**TEXTE DE LA PAGE:**
══════════

Cela commençait comme un roman populaire. La peste se répandait dans Paris. « Le 5 mai 1925, jour anniversaire de la mort de Napoléon, l'agent 584 ramassa sur la place Saint-Michel un tube de verre écarlate, portant une étiquette avec ces mots : Peste. » C'était un bon début. Il en valait d'autres. Robert Desnos, par exemple, décédé à Terezin, ou Max Jacob, mort à Drancy, adoraient Fantômas pour ce genre de phrases : « Le Lundi 4 avril 19..., le journal du soir La Capitale publiait, en première page, l'article suivant : Un drame, sur les mobiles duquel on se perd en conjectures, s'est déroulé ce matin tout en haut de Montmartre. » Arsène Lupin connaissait depuis 1905 un succès que la guerre n'affecta aucunement : « Un peu avant que sonnât la demie de six heures, comme les ombres du soir devenaient plus épaisses, deux soldats atteignirent le petit carrefour, planté d'arbres, que forme, en face du musée Galliera, la rencontre de la rue de Chaillot et de la rue Pierre-Charron. » Et il y avait Gaston Leroux, reporter-feuilletonniste : « Quand Milon-Lauenbourg donna cette fête dans son nouvel hôtel du bois de Boulogne, il était à l'apogée de sa puissance. » On voulait connaître la suite. Avec Souvestre et Allain, Maurice Leblanc ou Gaston Leroux, on n'était jamais déçu. Avec Joseph Delteil (1894-1978), il ne s'agit pas, à proprement parler, de déception. Il y avait eu Sur le fleuve Amour (1923), Choléra (la même année), Jeanne d'Arc qui lui donna le prix Fémina en 1925, romans réunis plus tard à Saint Don Juan, Jésus II et François d'Assises en « Oeuvres complètes » très incomplètes, et il y eut le reste.

══════════

**MATÉRIEL FOURNI:**
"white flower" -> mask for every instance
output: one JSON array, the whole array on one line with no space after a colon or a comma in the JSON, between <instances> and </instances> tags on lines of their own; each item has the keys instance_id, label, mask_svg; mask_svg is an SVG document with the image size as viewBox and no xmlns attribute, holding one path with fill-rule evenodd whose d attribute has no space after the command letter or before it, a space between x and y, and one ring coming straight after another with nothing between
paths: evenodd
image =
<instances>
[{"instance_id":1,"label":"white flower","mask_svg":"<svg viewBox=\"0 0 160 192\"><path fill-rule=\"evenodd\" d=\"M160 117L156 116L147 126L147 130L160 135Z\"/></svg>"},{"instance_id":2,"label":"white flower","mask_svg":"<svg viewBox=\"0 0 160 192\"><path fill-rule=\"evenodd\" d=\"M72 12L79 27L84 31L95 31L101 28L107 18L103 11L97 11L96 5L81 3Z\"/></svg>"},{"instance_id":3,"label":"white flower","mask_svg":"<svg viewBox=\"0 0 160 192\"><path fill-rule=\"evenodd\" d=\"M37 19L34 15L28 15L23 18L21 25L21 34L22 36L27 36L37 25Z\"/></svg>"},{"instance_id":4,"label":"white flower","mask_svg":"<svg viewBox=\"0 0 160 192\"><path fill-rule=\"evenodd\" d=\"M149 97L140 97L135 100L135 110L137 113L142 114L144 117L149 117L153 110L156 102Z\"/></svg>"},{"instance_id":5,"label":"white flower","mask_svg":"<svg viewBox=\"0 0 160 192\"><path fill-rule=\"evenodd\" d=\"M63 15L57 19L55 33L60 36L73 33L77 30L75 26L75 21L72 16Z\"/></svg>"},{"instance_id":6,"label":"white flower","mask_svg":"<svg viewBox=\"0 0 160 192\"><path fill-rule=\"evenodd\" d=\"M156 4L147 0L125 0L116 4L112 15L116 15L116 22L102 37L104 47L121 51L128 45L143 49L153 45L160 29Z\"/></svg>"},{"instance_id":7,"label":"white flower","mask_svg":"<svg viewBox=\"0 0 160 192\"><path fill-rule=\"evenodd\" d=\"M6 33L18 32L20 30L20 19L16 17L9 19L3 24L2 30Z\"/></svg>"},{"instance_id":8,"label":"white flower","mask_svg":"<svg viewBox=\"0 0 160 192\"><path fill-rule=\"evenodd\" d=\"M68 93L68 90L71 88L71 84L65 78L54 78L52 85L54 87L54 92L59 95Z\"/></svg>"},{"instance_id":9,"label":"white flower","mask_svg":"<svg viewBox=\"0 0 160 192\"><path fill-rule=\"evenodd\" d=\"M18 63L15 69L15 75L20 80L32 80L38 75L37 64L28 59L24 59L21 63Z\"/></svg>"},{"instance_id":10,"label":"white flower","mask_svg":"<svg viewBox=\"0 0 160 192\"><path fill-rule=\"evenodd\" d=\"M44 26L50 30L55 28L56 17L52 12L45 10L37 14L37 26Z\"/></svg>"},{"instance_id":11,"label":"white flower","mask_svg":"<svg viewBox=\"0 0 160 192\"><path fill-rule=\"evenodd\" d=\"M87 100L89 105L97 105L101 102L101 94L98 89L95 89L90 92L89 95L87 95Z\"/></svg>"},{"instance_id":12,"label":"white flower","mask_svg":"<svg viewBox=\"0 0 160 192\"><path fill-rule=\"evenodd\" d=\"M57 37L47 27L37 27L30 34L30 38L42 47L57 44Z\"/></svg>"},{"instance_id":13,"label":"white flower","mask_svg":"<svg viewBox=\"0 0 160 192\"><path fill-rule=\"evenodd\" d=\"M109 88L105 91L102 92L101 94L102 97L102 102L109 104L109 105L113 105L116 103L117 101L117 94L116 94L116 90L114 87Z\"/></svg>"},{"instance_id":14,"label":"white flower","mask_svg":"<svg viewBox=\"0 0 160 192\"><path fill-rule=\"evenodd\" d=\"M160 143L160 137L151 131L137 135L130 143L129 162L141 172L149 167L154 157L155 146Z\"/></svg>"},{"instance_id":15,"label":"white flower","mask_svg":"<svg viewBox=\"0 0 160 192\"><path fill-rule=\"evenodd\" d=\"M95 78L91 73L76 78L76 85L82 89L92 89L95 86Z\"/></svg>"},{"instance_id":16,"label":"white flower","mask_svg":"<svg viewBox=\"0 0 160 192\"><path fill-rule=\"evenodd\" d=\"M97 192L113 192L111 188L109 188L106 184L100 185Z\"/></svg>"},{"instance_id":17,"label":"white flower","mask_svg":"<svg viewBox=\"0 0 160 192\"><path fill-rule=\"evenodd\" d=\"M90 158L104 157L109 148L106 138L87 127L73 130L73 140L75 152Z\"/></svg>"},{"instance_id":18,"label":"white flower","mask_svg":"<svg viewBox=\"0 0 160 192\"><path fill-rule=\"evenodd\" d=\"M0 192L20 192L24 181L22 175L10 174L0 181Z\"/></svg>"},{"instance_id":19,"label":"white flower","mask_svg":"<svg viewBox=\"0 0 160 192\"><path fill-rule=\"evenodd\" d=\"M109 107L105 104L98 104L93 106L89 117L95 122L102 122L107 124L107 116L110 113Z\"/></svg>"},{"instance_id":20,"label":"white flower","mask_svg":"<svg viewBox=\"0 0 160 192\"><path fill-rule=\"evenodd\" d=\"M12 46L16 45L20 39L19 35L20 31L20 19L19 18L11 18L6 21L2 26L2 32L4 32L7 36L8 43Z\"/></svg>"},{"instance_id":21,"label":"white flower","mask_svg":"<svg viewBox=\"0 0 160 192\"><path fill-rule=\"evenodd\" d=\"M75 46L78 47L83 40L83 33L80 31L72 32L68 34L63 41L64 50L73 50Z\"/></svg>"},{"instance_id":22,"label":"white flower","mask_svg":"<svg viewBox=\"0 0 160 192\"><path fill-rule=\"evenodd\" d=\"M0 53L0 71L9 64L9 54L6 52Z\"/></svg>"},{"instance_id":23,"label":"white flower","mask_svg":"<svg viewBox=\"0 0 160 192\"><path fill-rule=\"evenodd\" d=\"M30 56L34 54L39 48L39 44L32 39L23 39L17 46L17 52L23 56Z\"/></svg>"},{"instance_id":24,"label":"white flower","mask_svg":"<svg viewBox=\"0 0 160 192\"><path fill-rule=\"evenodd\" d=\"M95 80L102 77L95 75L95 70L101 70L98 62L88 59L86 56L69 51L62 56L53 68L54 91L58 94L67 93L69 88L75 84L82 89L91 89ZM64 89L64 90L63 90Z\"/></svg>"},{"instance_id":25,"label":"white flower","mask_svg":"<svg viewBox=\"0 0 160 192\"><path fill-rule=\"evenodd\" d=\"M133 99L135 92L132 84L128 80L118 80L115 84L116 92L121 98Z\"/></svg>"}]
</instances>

══════════

**SÉRIE D'EXERCICES:**
a - Répondez, s'il vous plaît, à ces questions d'après le texte de la page :
(i) Sur quelle place l'agent 584 ramassa-t-il le tube de verre écarlate ?
(ii) Depuis quelle année Arsène Lupin connaissait-il le succès ?
(iii) Quel prix le roman Jeanne d'Arc valut-il à Joseph Delteil, et en quelle année ?
b - Les affirmations suivantes concordent-elles avec le texte de la page ? Répondez par oui ou non et citez les mots du texte qui tranchent.
(i) Robert Desnos est mort à Drancy.
(ii) La guerre a nui au succès d'Arsène Lupin.
(iii) Choléra a paru la même année que Sur le fleuve Amour.

**RÉPONSES:**
a -
(i) Sur la place Saint-Michel.
(ii) Depuis 1905.
(iii) Le prix Fémina, en 1925.

b -
(i) Non : « Robert Desnos, par exemple, décédé à Terezin »
(ii) Non : « un succès que la guerre n'affecta aucunement »
(iii) Oui : « Sur le fleuve Amour (1923), Choléra (la même année) »